Estratto fornito

Partiamo dalla luce del grande nord canadese, dall’elemento esplorativo, dal rapporto di meraviglia verso la natura, i temi di cui si occupa George Sprott nel suo programma. È cambiato qualcosa? Abbiamo meno meraviglia oggi?

Sì, penso che il mondo sia cambiato significativamente quando si parla di senso di Meraviglia. Almeno nel contesto di come vediamo gli angoli più remoti della terra. Immagino che un personaggio come George sia parte del motivo per cui quella meraviglia è diminuita. Nella realtà sarebbe stato parte di quei primi tentativi di sfruttare il nostro interesse per ciò che è esotico. Dopo un secolo di film e programmi televisivi sulla natura e sui viaggi penso che molti di noi siano diventati un po’ cinici sui luoghi come l’estremo nord. Abbiamo visto le immagini (per quanto possano essere veramente impressionanti) così tante volte che le luci del Nord o i vasti paesaggi coperti di neve sono ormai troppo familiari. Li diamo per scontati. Il primo pubblico di questo tipo di immaginario era genuinamente più estasiato. Non avevano mai visto luoghi del genere e sapevano che non ci sarebbero mai andati. È per quello che riviste come il National Geographic avevano un impatto così gigantesco sulle persone in quell’epoca (in cui è ambientato George Sprott, ndr). Oggi, molti dei posti più esotici della terra sono stati trasformati in luoghi di vacanza di lusso per la borghesia. Ora non devi essere un esploratore per visitare l’estremo nord o la Patagonia o le Galapagos. Probabilmente hai solo bisogno di un buon agente di viaggio. E poi penso che la nostra idea di“esotico” sia cambiata notevolmente. Ora in parte la disapproviamo. Forse perché abbiamo capito col tempo che le persone che una volta etichettavamo come esotiche sono anche loro persone e non solo immagini che ci danno piacere. Persone di sfondo nelle nostre vite.


Nelle tavole si gioca molto con le luci e con le ombre sui volti e sulle sagome dei personaggi. Ma come si rende su carta la luce del grande nord canadese?

Compito da svolgere
Riporta il tratto dell'intervista su George Sprott che va da "Partiamo dalla luce" giù fino a "meno meraviglia oggi?", rinominando "meraviglia" in "stupore".

[Record di puntamento su oggetti nominati]
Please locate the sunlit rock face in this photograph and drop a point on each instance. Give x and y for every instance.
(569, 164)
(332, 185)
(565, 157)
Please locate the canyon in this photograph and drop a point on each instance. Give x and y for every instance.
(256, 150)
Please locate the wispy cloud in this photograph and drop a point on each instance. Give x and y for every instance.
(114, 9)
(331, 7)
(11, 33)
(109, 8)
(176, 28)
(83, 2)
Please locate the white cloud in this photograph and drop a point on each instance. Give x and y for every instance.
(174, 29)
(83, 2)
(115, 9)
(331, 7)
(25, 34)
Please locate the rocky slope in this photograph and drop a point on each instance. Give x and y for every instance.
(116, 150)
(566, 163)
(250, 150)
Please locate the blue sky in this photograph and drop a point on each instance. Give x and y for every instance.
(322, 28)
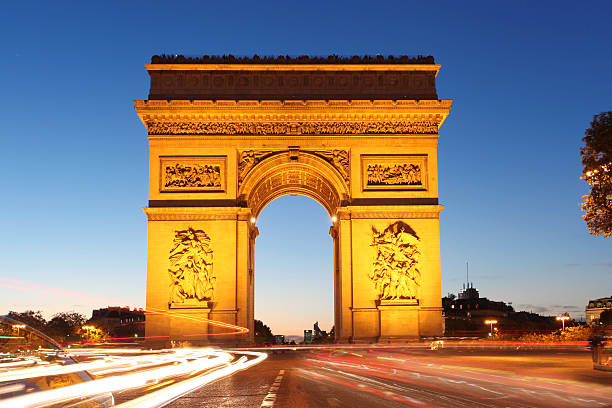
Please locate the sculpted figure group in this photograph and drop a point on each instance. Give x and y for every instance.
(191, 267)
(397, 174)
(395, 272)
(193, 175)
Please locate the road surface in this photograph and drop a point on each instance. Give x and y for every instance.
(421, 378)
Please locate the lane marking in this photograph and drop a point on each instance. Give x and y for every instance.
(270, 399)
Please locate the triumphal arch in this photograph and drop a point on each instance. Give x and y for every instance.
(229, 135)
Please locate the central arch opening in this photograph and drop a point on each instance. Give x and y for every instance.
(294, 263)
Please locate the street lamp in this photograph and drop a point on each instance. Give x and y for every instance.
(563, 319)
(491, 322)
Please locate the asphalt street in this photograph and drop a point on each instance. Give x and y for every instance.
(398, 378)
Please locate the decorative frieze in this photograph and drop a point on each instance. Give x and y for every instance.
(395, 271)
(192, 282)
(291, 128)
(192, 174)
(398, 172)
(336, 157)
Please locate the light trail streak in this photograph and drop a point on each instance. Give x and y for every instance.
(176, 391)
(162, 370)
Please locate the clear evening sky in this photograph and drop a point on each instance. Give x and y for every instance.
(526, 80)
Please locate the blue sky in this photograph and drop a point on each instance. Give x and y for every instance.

Risposta corretta
Partiamo dalla luce del grande nord canadese, dall’elemento esplorativo, dal rapporto di stupore verso la natura, i temi di cui si occupa George Sprott nel suo programma. È cambiato qualcosa? Abbiamo meno stupore oggi?